NYSE Arca further proposes that in Unusual Circumstances the Exchange may, in its discretion and with a view toward maintaining a fair and orderly market, use a Reference Price other than the consolidated last sale. Unusual Circumstances may include periods of extreme market volatility, sustained illiquidity, or widespread system issues. Other Reference Prices that the Exchange may use would include the consolidated inside price, the consolidated opening price, the consolidated prior close, or the consolidated last sale prior to a series of executions.
The following example explains the use of a Reference Price equal to the consolidated last sale prior to a series of executions.
ABC has a consolidated last sale of $10.00. During the Core Trading Session Customer A enters a market order to buy 10,000 shares, although it had intended a market order for 1,000 shares. The size of the order is such that the order sweeps the NYSE Arca Book, which reflects 1,000 shares of liquidity offered at each of following prices. Executions occur, moving through the depth of Book, as follows:
Trade #1—1000 shares @ $10.00 (9000 remaining)
Trade #2—1000 shares @ $10.20 (8000 remaining)
Trade #3—1000 shares @ $10.40 (7000 remaining)
Trade #4—1000 shares @ $10.60 (6000 remaining)
Trade #5—1000 shares @ $10.80 (5000 remaining)
Trade #6—1000 shares @ $11.00 (4000 remaining)
Trade #7—1000 shares @ $11.20 (3000 remaining)
Trade #8—1000 shares @ $11.40 (2000 remaining)
Trade #9—1000 shares @ $11.60 (1000 remaining)
Trade #10—1000 shares @ $11.80 (complete)
Thus, to be eligible for review, a transaction must be at a price that is at least 10% higher than the consolidated last sale prior to the series of executions. Customer A could request a ruling for trades #6 through #10, priced at $11.00 and above, but trades #1 through #5 would not be eligible for review.
Under the proposed rule the Exchange may also use a higher numerical guideline if, after market participants have been alerted to erroneous activity, the price of the security returns toward its prior trading range but continues to trade beyond the price it would have normally been broken.
Joint Market Rulings
In the interest of achieving consistency across markets, the Exchange proposes that, in events that involve other markets, the Exchange would have the ability to use a different Reference Price and/or Numerical Guideline. In these instances the Reference Price would be determined based on a consensus among the Exchanges where the transactions occurred. Furthermore, when a ruling is made across markets, the Exchange may determine that the ruling is not eligible for appeal because immediate finality is necessary to maintain a fair and orderly market and to protect investors and the public interest.
The proposed amendments to NYSE Arca Rule 7.10 also enumerate some additional factors that an Officer may consider when determining whether an execution is clearly erroneous. These factors include, but are not limited to, system malfunctions or disruptions, volume and volatility for the security, derivative securities products that correspond to greater than 100% in the direction of a tracking index, news released for the security, whether trading in the security was recently halted/resumed, whether the security is an IPO, whether the security was subject to a stock-split, reorganization, or other corporate action, overall market conditions, Opening and Late Session executions, validity of the consolidated tapes trades and quotes, consideration of primary market indications, and executions inconsistent with the trading pattern in the stock. Each additional factor shall be considered with a view toward maintaining a fair and orderly market, the protection of investors and the public interest.

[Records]
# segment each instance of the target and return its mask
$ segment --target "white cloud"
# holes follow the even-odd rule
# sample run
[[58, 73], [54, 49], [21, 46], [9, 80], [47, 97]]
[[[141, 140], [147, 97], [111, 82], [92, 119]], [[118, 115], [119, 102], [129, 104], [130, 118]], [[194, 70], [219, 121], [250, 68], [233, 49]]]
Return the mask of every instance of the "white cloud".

Set exercise
Quote the NYSE Arca rule text starting with "Trade #8—1000 shares" and going on through "eligible for review.".

Solution to the exercise
Trade #8—1000 shares @ $11.40 (2000 remaining)
Trade #9—1000 shares @ $11.60 (1000 remaining)
Trade #10—1000 shares @ $11.80 (complete)
Thus, to be eligible for review, a transaction must be at a price that is at least 10% higher than the consolidated last sale prior to the series of executions. Customer A could request a ruling for trades #6 through #10, priced at $11.00 and above, but trades #1 through #5 would not be eligible for review.